— begin DATASET —

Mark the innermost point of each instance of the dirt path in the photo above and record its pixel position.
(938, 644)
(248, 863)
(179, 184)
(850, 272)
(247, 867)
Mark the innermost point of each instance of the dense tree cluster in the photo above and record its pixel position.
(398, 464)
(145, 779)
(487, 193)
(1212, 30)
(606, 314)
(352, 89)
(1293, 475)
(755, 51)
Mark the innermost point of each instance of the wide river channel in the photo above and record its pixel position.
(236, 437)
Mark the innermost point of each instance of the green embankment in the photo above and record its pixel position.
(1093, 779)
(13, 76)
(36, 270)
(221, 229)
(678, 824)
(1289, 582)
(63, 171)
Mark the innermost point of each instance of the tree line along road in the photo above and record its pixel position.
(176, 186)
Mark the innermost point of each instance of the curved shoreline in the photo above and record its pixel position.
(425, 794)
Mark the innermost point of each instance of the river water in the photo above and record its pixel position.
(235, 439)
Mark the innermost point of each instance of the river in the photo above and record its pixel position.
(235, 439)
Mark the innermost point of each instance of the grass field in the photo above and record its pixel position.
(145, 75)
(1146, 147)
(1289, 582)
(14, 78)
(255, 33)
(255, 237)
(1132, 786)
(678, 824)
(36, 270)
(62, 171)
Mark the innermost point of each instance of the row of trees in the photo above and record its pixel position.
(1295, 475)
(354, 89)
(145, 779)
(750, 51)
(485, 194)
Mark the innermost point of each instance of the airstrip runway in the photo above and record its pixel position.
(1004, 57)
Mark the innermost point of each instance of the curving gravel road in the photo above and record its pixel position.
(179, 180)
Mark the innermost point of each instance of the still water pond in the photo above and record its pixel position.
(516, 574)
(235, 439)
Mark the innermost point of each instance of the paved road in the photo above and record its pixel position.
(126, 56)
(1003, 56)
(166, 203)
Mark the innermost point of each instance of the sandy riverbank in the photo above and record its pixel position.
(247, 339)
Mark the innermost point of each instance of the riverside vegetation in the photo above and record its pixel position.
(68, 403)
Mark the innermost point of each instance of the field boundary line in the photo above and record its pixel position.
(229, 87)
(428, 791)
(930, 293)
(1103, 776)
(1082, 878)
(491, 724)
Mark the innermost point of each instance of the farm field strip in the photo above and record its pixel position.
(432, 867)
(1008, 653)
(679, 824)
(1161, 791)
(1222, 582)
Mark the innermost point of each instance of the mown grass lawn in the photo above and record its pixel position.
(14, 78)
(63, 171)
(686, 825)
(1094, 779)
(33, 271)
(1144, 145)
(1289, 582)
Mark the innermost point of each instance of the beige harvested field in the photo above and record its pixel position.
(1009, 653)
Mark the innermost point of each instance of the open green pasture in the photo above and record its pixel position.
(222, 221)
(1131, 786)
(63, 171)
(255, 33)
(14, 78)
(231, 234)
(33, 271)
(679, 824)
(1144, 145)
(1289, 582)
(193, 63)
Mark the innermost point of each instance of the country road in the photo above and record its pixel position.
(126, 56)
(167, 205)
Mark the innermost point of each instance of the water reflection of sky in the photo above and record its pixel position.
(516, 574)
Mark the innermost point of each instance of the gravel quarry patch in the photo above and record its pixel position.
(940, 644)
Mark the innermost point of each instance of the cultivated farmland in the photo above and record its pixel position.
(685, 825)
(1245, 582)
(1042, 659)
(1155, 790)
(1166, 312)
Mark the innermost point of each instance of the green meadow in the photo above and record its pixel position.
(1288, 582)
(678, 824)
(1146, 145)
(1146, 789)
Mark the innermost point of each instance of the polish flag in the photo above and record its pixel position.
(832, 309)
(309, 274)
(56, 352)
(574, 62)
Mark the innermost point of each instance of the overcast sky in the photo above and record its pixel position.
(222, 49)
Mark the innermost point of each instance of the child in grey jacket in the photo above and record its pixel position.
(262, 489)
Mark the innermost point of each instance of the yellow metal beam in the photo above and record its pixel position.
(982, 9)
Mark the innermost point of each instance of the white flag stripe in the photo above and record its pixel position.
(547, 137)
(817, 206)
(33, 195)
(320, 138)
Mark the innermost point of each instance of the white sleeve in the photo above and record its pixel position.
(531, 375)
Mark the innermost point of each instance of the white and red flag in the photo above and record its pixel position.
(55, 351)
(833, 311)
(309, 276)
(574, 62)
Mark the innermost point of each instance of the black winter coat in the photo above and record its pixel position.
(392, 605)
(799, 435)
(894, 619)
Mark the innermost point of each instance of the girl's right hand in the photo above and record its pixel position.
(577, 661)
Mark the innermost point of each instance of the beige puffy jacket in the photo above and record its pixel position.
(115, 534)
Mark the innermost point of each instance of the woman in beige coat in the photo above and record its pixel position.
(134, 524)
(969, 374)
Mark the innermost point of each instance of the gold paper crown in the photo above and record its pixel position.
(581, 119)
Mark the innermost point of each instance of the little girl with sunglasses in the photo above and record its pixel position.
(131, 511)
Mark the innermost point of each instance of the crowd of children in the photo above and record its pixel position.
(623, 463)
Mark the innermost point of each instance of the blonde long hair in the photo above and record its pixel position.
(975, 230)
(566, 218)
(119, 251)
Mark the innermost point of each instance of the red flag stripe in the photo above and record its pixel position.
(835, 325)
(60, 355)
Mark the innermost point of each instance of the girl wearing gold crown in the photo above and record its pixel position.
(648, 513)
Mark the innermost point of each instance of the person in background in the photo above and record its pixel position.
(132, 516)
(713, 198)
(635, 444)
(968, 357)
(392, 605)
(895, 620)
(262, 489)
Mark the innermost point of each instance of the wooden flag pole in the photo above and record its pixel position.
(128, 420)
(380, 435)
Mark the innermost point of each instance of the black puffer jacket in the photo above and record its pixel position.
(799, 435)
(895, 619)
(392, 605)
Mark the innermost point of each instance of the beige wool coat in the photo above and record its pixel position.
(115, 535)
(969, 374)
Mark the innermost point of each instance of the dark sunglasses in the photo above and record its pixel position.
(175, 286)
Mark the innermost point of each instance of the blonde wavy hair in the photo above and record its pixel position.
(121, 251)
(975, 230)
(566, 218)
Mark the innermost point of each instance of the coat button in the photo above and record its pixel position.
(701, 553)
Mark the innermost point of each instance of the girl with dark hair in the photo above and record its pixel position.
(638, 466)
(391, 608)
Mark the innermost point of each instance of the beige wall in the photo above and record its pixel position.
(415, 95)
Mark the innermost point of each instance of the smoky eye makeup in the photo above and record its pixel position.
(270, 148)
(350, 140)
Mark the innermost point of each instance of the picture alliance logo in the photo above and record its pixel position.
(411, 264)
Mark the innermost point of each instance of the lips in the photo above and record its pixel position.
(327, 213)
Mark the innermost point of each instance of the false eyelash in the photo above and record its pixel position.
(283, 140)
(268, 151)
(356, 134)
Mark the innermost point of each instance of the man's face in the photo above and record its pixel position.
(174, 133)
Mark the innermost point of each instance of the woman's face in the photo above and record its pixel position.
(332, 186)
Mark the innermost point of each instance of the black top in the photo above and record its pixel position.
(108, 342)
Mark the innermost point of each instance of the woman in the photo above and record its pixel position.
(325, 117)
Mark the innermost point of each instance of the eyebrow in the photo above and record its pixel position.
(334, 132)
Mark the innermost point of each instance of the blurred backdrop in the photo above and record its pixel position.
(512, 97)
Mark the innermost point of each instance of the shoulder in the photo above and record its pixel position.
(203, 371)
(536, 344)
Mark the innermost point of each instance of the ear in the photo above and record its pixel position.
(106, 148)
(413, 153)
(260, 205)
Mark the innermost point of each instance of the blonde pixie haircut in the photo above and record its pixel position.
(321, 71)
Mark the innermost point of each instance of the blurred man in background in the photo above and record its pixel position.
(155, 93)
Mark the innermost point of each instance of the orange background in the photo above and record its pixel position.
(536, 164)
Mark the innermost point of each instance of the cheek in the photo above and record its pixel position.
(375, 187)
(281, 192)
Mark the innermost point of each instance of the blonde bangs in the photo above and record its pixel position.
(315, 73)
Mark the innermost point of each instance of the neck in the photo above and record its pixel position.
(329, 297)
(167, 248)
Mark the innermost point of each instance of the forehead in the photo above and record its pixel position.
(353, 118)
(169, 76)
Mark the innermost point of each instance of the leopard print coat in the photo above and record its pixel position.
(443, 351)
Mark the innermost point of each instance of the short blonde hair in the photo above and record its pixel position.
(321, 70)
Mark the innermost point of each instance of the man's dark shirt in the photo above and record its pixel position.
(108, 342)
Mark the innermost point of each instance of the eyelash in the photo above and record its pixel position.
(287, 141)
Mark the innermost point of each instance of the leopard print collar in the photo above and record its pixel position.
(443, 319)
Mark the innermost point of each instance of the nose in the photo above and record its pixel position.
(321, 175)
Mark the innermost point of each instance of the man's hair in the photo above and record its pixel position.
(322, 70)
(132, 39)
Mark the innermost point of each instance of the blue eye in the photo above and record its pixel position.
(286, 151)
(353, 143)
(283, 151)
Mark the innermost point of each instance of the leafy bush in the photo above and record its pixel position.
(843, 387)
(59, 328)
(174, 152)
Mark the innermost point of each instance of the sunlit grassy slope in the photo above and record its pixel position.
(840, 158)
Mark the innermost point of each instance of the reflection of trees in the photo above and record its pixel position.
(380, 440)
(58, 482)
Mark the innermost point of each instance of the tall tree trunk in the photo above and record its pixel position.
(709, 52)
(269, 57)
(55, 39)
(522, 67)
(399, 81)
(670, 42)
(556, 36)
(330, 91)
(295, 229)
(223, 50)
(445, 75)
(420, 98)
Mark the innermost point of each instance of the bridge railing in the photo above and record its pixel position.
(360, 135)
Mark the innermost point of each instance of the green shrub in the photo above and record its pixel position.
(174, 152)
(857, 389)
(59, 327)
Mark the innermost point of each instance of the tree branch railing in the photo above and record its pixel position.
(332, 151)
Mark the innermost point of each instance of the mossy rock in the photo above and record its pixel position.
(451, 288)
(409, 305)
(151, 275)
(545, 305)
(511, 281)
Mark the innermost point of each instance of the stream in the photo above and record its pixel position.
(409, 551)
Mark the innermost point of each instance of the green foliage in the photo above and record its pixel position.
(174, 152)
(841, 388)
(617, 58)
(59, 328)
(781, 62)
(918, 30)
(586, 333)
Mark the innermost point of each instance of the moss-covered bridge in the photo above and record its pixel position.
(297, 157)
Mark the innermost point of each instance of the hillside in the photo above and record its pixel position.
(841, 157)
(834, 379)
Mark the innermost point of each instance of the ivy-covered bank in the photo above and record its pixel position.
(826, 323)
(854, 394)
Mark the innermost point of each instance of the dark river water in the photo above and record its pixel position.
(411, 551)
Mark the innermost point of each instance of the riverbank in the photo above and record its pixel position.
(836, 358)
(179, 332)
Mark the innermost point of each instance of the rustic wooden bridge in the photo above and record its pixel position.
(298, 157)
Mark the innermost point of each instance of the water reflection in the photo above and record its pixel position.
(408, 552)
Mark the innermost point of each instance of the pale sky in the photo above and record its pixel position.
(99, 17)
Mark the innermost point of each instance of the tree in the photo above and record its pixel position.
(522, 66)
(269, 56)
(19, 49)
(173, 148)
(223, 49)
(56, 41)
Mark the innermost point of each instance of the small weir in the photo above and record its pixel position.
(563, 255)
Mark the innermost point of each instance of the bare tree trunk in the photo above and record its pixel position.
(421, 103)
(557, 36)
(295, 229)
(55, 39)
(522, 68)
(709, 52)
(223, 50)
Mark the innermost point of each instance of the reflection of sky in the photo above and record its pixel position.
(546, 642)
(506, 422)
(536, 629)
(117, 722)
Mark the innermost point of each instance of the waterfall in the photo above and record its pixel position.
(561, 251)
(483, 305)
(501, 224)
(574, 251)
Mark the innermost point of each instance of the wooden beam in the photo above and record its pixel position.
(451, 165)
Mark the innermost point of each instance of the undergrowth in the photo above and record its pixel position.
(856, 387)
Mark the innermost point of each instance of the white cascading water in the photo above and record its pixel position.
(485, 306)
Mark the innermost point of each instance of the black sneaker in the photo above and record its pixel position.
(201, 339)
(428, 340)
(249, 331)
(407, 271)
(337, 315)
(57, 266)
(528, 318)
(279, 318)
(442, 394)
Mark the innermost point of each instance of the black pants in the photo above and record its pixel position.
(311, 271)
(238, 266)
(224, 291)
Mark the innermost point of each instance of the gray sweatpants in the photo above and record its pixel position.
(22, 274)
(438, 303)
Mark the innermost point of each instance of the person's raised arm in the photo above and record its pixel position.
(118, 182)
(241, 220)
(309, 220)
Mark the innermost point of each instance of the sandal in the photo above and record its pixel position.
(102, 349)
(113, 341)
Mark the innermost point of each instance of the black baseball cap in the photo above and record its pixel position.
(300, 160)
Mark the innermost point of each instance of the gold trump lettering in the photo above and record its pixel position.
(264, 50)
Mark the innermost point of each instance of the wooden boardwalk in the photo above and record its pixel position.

— end DATASET —

** OBJECTIVE **
Each line from the one containing "Mark the innermost point of each instance of the sandal" to the end of the records should be echoed exactly, and no other line.

** TASK RESULT **
Mark the innermost point of each instance of the sandal in the photo above and record its pixel position.
(102, 349)
(113, 341)
Mark the innermost point of each instance of the black baseball cap in the photo above and record its pixel position.
(300, 160)
Mark the innermost point of each instance of the gold trump lettering in the photo above and record its pixel position.
(264, 50)
Mark the innermost point of each instance of the wooden boardwalk in the photo above and record its pixel position.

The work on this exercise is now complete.